* Tugas Wajib 1
Dalam kutipan tentang makanan yang kehalalannya diragukan, apa yang membuat penanya ragu terhadap hidangan daging hewan yang diterimanya?

Jumat, 14 Februari 2020

(Ngaji of the Day) Hukum Mengonsumsi Makanan yang Kehalalannya Diragukan


Hukum Mengonsumsi Makanan yang Kehalalannya Diragukan

Pertanyaan:

Assalamu ‘alaikum wr. wb. Redaksi NU Online, kami sering kali mendapatkan hidangan daging hewan yang halal. Tetapi kami ragu apakah daging hewan ini diolah sesuai ketentuan agama. Apakah kami tetap dapat memakan hidangan yang meragukan? Demikian kami sampaikan, atas jawabannya kami ucapkan terima kasih. Wassalamu ‘alaikum wr. wb.

* Daftar Diberikan
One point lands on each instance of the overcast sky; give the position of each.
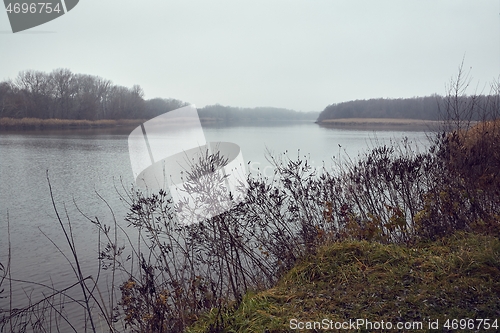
(297, 54)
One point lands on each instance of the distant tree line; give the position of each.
(235, 114)
(65, 95)
(62, 94)
(427, 108)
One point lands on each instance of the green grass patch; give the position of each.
(456, 277)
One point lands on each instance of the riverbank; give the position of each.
(381, 123)
(453, 278)
(41, 124)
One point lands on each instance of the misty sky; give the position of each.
(302, 55)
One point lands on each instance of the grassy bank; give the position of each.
(455, 277)
(380, 123)
(36, 123)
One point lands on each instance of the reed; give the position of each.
(37, 123)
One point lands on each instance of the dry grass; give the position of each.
(381, 123)
(456, 277)
(36, 123)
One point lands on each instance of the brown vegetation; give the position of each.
(36, 123)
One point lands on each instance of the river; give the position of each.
(81, 163)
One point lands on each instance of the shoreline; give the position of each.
(69, 124)
(380, 123)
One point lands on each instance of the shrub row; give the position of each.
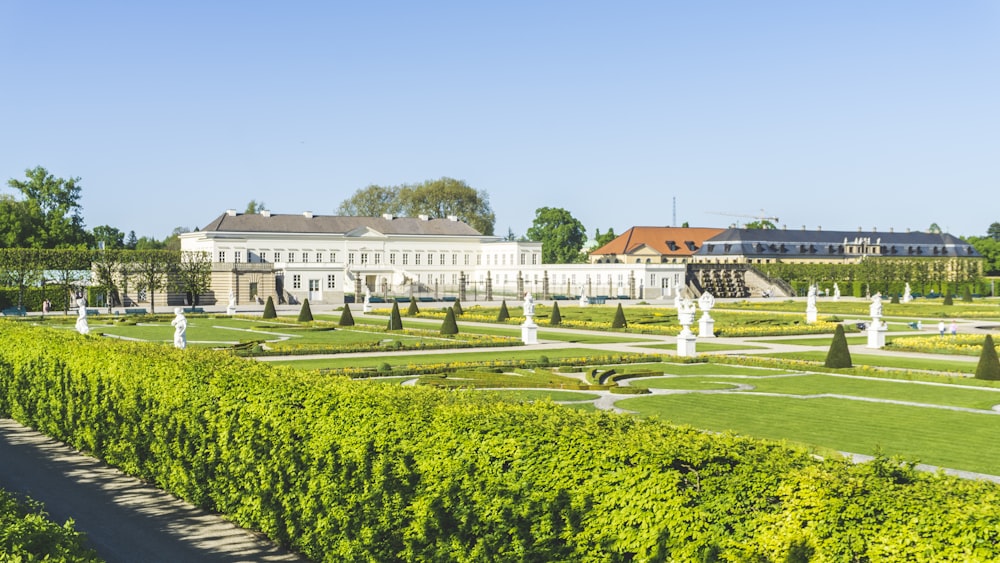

* Tugas Wajib 2
Tolong tuliskan ulang semua baris daftar di atas tanpa mengubah apa pun, dan jangan sertakan gambarnya dalam jawaban.

* Jawaban Tugas 1
Penanya ragu apakah daging hewan itu diolah sesuai ketentuan agama.

* Jawaban Tugas 2
One point lands on each instance of the overcast sky; give the position of each.
(297, 54)
One point lands on each instance of the distant tree line; give the position of each.
(235, 114)
(65, 95)
(62, 94)
(427, 108)
One point lands on each instance of the green grass patch; give the position of each.
(456, 277)
One point lands on each instance of the riverbank; give the position of each.
(381, 123)
(453, 278)
(41, 124)
One point lands on each instance of the misty sky; give the position of each.
(302, 55)
One point lands on each instance of the grassy bank; give the position of each.
(455, 277)
(380, 123)
(36, 123)
One point lands on each instance of the reed; give the position of each.
(37, 123)
One point lands on each instance of the dry grass; give the position of each.
(381, 123)
(456, 277)
(36, 123)
One point lands on each instance of the brown vegetation; give the position of each.
(36, 123)
One point lands on each instance of the river; give the position of each.
(81, 163)
One point lands on each instance of the shoreline; give the position of each.
(69, 124)
(380, 123)
One point lands on each instance of the shrub row; give the position of each.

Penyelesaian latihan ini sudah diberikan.